Data listing:
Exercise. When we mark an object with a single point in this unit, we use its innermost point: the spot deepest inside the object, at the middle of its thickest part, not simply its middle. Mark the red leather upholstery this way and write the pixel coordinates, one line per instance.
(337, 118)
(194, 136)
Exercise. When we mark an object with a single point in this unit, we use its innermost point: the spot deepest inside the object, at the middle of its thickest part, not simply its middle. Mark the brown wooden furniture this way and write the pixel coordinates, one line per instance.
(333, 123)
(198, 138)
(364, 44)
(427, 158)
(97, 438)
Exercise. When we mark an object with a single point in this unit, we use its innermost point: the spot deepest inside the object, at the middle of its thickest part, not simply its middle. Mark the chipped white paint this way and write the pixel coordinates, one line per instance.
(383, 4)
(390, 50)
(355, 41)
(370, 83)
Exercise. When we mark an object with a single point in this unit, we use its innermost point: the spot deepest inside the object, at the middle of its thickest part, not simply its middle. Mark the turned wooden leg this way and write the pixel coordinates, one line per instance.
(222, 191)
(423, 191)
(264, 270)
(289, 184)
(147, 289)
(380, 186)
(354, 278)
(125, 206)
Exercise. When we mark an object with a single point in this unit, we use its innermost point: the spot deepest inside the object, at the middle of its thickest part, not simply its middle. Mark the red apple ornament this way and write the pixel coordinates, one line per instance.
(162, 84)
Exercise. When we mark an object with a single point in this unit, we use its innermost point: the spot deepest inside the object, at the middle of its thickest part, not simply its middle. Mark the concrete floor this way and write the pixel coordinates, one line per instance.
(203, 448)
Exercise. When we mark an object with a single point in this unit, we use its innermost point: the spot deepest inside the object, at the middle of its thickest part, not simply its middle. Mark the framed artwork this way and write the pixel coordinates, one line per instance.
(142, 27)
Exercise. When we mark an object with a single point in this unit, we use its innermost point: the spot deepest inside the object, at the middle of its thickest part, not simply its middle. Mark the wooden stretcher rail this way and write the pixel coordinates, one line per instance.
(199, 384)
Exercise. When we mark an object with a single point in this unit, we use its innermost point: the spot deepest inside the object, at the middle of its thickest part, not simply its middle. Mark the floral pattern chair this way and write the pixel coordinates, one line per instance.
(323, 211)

Stated goal:
Convert all of the records above into a two-column CSV with the headers request and points, one row per request. Put each request's text and its answer in separate quoted fields, and replace line breaks with spaces.

Reply to the task:
request,points
"Exercise. When we mark an object with a single point in this unit, we use its innermost point: the spot deepest inside the object, at the middle of its thickest part, not simply its middle. Mark the red leather upholstery this way and write the pixel coordinates, one line per instance.","(337, 118) (194, 136)"
"Exercise. When we mark an object with a single point in this unit, we use its innermost point: the spot deepest inside the object, at the middle of its thickest part, not simply its middle. Mark the brown wooden furniture this way and write the pixel coordinates, one line per instance.","(333, 123) (198, 138) (364, 44) (427, 158) (97, 438)"
"Exercise. When we mark an object with a single point in this unit, we use its innermost point: the spot deepest inside the object, at the middle of its thickest part, not simply its middle. Mark the chipped white paint this way and write the pixel coordinates, one line per instance.","(383, 4) (390, 50) (355, 41) (370, 83)"
"Exercise. When we mark an object with a single point in this unit, we use its innermost point: the spot deepest inside the object, at the middle of its thickest part, not simply its middle. Mark the turned wooden leg this way and write the pixel coordinates, one line per instance.","(222, 191) (423, 191) (264, 270) (289, 184) (147, 289) (380, 186) (354, 278) (125, 206)"
"Exercise. When we mark an object with a single point in this unit, we use its innermost point: the spot deepest inside the object, at the middle of its thickest part, not simply its middle. Mark the red apple ornament this way and write the pixel coordinates, one line per instance.","(162, 84)"
"Exercise. When we mark an object with a single point in this unit, we use its innermost point: the spot deepest inside the object, at the middle of its thickest part, not simply its middle. Mark the concrete floor this way and write the pixel coordinates, one line per instance.","(203, 448)"
"Exercise. When we mark an object with a single point in this unit, we use its innermost point: the spot deepest inside the object, at the middle of its thickest part, not simply its middle. Mark the framed artwork this way and write the pixel coordinates, one line per instance.","(142, 27)"
"Exercise. When we mark an object with a single point in this unit, we use its innermost point: the spot deepest inside the object, at the middle of its thickest part, not simply its middle. Mark the wooden stretcher rail this way and write the pixel coordinates, one line per instance.","(199, 384)"
"Exercise. When we mark an object with a single point in this unit, we use its innermost point: the spot deepest inside the object, at the middle of its thickest part, not simply its middle. Mark the floral pattern chair this way and write the pixel coordinates, one line per instance.","(323, 211)"